◆ Aim of the task
Which lines of the data contain the string "light"? Show each of them.

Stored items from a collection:
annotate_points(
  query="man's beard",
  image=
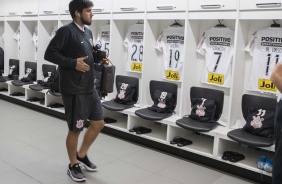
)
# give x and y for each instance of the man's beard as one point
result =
(85, 22)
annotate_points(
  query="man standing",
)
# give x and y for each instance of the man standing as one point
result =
(276, 78)
(72, 50)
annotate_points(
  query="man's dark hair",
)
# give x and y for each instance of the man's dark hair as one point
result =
(79, 5)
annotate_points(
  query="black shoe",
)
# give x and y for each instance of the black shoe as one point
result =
(75, 173)
(86, 163)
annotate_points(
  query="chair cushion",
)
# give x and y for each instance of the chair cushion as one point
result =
(148, 114)
(260, 122)
(20, 83)
(193, 125)
(163, 102)
(202, 110)
(37, 87)
(5, 78)
(113, 106)
(244, 137)
(125, 93)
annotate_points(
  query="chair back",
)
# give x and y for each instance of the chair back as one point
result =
(163, 86)
(258, 102)
(48, 68)
(211, 94)
(13, 62)
(129, 80)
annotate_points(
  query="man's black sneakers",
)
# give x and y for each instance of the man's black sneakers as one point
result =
(86, 163)
(75, 173)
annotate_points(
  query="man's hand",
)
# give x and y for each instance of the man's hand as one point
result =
(81, 65)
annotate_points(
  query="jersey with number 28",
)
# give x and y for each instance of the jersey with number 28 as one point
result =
(265, 47)
(134, 42)
(217, 46)
(171, 43)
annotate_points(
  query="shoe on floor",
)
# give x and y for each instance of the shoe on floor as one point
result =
(87, 163)
(75, 173)
(261, 162)
(268, 165)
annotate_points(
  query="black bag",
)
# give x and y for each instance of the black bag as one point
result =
(260, 122)
(1, 61)
(30, 75)
(163, 102)
(104, 78)
(48, 79)
(55, 84)
(202, 110)
(125, 94)
(14, 72)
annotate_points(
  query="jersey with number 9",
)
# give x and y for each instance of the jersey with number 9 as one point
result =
(171, 43)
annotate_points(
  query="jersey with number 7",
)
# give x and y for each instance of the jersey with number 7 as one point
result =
(265, 47)
(217, 46)
(104, 38)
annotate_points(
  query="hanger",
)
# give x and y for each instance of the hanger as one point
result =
(176, 24)
(220, 25)
(275, 24)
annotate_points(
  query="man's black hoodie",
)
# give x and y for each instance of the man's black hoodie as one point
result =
(68, 44)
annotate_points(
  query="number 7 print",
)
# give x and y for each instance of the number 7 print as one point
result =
(217, 62)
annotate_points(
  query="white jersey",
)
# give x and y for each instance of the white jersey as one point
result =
(104, 38)
(53, 32)
(171, 43)
(35, 41)
(217, 44)
(134, 42)
(265, 47)
(17, 38)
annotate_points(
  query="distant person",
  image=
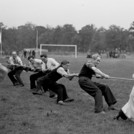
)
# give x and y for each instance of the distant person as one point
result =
(16, 69)
(96, 90)
(33, 53)
(51, 82)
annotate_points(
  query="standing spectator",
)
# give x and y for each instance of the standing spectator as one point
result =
(14, 74)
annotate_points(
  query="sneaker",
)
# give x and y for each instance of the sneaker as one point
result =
(21, 85)
(60, 103)
(53, 96)
(37, 92)
(16, 84)
(112, 108)
(68, 100)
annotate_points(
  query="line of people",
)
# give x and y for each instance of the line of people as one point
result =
(48, 71)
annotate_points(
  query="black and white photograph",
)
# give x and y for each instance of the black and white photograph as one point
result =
(66, 67)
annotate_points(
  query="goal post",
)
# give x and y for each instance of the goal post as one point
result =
(44, 46)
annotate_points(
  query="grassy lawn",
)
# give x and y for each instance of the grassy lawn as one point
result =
(23, 113)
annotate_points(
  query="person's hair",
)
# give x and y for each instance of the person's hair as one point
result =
(29, 57)
(14, 52)
(95, 56)
(64, 62)
(43, 55)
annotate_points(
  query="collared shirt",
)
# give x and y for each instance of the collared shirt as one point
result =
(15, 61)
(51, 64)
(37, 64)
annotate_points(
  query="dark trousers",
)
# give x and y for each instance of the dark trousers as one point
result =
(14, 75)
(97, 90)
(59, 89)
(33, 79)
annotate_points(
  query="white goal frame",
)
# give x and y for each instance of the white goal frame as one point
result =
(59, 45)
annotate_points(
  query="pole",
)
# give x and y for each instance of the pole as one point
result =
(1, 41)
(37, 39)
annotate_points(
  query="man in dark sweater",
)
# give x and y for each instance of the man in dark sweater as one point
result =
(51, 79)
(95, 89)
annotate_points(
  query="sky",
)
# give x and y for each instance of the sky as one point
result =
(79, 13)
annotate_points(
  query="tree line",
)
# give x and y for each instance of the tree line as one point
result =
(87, 38)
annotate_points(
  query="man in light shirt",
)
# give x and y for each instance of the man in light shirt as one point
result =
(16, 69)
(45, 65)
(37, 66)
(49, 65)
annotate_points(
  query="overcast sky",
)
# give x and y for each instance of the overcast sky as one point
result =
(79, 13)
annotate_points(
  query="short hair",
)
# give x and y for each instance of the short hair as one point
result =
(64, 62)
(14, 52)
(43, 55)
(95, 56)
(29, 57)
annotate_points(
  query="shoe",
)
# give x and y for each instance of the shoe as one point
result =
(53, 96)
(21, 85)
(68, 100)
(16, 84)
(60, 103)
(112, 108)
(37, 92)
(101, 112)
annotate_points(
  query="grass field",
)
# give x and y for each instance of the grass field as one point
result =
(23, 113)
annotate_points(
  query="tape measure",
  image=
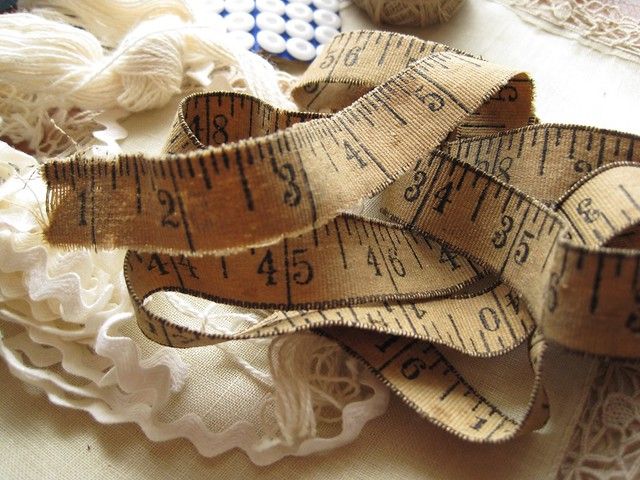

◆ Task result
  query="man in light shirt",
# give x and y for each instance of the man in light shirt as one point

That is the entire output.